**SHORT PROBLEM**
Nothing but the lines from the one that contains "Thank you for the photo. Could you tag the stool backrest" through the end of the listing should appear, set down exactly.
^^^^
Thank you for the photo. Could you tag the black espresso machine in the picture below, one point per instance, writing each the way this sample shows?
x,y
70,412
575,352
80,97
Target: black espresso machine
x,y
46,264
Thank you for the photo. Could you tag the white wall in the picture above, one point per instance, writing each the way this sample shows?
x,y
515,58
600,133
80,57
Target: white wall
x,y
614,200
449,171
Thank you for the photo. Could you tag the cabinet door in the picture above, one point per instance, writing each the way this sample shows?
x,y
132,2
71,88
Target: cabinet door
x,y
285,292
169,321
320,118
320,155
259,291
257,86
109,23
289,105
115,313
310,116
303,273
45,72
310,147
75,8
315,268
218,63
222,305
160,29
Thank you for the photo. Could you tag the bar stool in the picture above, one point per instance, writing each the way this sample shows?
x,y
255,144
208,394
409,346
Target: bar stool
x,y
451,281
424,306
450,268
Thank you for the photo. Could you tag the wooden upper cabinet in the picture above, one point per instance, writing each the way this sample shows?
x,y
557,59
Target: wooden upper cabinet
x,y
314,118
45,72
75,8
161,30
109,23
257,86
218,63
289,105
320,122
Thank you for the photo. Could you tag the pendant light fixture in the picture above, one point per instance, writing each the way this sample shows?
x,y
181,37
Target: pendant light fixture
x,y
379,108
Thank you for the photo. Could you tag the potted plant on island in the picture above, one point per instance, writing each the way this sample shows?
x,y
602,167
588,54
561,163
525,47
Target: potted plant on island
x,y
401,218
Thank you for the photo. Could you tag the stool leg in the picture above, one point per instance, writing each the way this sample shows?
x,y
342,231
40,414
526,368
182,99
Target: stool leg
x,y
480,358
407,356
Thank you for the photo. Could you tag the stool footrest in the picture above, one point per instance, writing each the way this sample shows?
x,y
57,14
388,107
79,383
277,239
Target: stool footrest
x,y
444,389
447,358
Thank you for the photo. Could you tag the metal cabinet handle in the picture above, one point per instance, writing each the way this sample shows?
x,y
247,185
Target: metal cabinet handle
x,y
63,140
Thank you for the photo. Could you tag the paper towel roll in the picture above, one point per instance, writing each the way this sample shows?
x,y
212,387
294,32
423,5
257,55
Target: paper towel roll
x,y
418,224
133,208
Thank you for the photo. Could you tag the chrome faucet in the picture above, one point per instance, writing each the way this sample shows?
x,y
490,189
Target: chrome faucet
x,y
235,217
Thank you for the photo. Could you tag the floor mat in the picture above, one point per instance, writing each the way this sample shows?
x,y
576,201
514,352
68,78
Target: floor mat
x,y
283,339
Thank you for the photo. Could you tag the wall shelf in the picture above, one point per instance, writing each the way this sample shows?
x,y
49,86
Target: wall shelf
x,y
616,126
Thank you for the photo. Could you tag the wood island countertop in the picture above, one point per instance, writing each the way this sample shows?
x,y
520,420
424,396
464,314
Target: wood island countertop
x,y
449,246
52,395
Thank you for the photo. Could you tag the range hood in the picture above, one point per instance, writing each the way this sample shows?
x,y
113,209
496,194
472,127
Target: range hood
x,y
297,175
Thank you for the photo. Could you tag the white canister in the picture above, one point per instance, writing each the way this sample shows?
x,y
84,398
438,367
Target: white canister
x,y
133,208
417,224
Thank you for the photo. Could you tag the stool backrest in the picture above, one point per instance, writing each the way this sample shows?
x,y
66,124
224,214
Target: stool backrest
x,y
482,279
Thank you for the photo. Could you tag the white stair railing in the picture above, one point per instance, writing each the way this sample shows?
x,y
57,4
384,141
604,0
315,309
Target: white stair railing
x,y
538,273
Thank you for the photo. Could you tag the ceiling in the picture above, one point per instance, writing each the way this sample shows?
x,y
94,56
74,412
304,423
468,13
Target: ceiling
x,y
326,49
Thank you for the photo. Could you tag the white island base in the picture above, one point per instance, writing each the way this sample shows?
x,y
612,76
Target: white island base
^^^^
**TASK ANSWER**
Thank you for the photo. Could you tag the stool backrest in the picture above, one point per instance, writing each the way this sample shows?
x,y
66,124
224,214
Target: stool backrest
x,y
482,279
Thank you for the photo. Could you tag the white stair railing in the picture above, one point per instance, writing each the way this sample shows?
x,y
57,4
384,141
604,0
315,309
Target: white stair railing
x,y
538,273
Thank you for the photo. Could you tag the ceiling in the picture above, one point per instance, writing each the way this sample shows?
x,y
94,56
74,412
304,423
468,13
Target: ceiling
x,y
326,49
Thank you for the photo. Could you tag the white island base in the picture above, one point per instance, writing each the way this sample shows?
x,y
612,76
Target: white island base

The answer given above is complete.